**Exercise instructions**
All of the records should be restated word for word.

**Referring expression grounding data**
------------------------
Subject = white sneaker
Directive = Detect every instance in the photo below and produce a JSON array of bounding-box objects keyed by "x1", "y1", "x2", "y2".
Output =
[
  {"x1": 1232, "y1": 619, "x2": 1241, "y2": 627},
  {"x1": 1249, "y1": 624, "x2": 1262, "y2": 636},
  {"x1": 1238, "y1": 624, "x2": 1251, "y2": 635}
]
------------------------
**Answer section**
Subject = white sneaker
Directive = Detect every instance in the photo below and produce a JSON array of bounding-box objects keyed by "x1", "y1", "x2", "y2".
Output =
[
  {"x1": 1232, "y1": 619, "x2": 1241, "y2": 627},
  {"x1": 1249, "y1": 624, "x2": 1262, "y2": 636},
  {"x1": 1238, "y1": 624, "x2": 1251, "y2": 635}
]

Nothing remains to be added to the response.